Belge alıntısı

+-------+

Akrep

İlk şok atlatıldı gibi…
Valide…
İki gözü iki çeşme…
Yani depremin artçıları tüm şiddetiyle sürüyor sanki…
“Yavrumun yavrusu, yarısı yılan yavrusu!”
Böyle severmiş babaannem beni!

İnanın bu sözlerime, lütfen inanın…
Ölümden korkmuyorum, korkmuyordum…
Ha iş ciddiye bindi, süre dahi verildi sanki…
Ölümden korkar mı oldum?
Vallahi, billahi korkmuyordum. Dün kardeş, sonrasında hanım…
Annem…
Perişan etti beni. Halbuki gayet metanetliydim…
Ya kendim dua ediyor, sizlerden dua etmenizi istiyordum…
Ne yani…
Hangi INSAN yaşamış ki ebedi?

Dünya…
Sultan Süleyman’a bile kalmamış, Sultan Süleyman’a…
Bir Önder ne ki?

Nikolay Ostrovski’nin kitaplarını sever misiniz bilmem…
Çelik böyle sertleşti örneğin, galiba yayınlamıştım…
Rusya…
Ve bitmez tükenmez sosyal çelişkiler, sosyal çatışmaları ile koca bir ülke…
Aile…
Bir babanın, bir ananın, bir yöneticinin görevi…
Sürüyü bir arada tutmak.

Kolay ise gel sen yap!

+-------+

Sağlanan malzeme
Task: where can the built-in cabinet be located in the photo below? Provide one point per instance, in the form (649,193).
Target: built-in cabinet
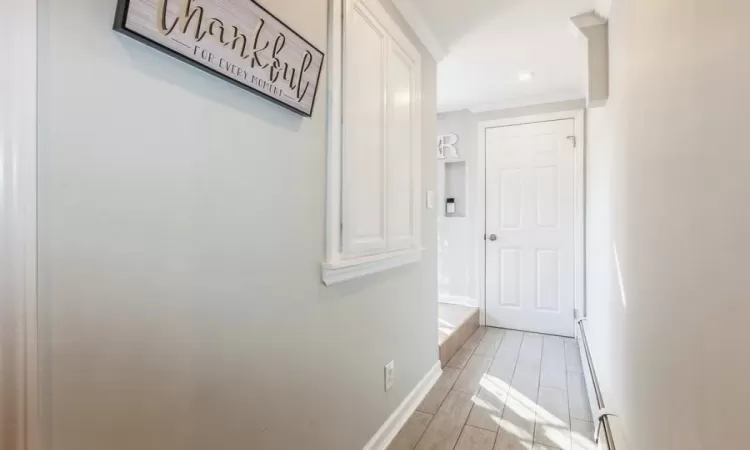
(375,144)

+-------+

Alıştırmanın amacı
“Akrep” başlıklı yazının devamını, son cümlesinin ardından başlayarak yazın. Satırlar, yazıdan bağımsız ayrı bir malzemedir.

Göreve yanıt
İnsan…
Tüketmeyecek ne kendini ne karşısındakini…
Tükenmişlik
Yıkılmanın, yok olmanın bir öncesi.

Sulu gözlü değilimdir…
Öyle çıt kırıldım da değilim, acıya dayanırım…
Ama kardeş ağlatı beni, hanım…
Hele annem…
Memnuniyet ile, sevinerek görüyorum ki HALA…
Aile birliği, bir yerde saygı, sevgi hüküm sürüyor evimizde…
Zaten öyle olmalı, hatırlarsanız hep yazarım, hep dileğimdir, önerim…
BIRLIK, insanlar özellikle zor zamanlarda olmalı kilit kürek…
Gelin, kaynana…
Kedi ve köpek, kadın mazoşizmi…
Bu sabah ki neredeyse her sabah yaptığım gibi, gittim uzandım annemin kucağına, okşar başımı sanki hala çocukmuşum gibi. İyi gelir bana, ihtiyacım var buna. Yine ağlıyor…
Ya anne deli misin nesin?
Aklıma halam geldi, rahmetli…
El bir hışımla kalakmış, böyle sözler ağzımdan duymaya alışkın değildir…
Saygısızlık olarak algılamış olmalı, yiyecektim tokadı…
Kol usul usul indi yana, anladım yaptığım terbiyesizliği. Halbuki çok kullandığım, sorduğum bir sorudur, büyüğüme saygısızlık, bilerek, isteyerek ASLA!

Ağlama!

Allah…
Sınar kimi kullarını diğerlerinden çok farklı…
Psikologlara, sözüm sana, bilime göre “yoktur” böyle bir şey…
Algıdan ibarettir onlara göre…
Çok bilmişler, b.k yemişler…
Bu…
Bir gerçeğin ta kendisi!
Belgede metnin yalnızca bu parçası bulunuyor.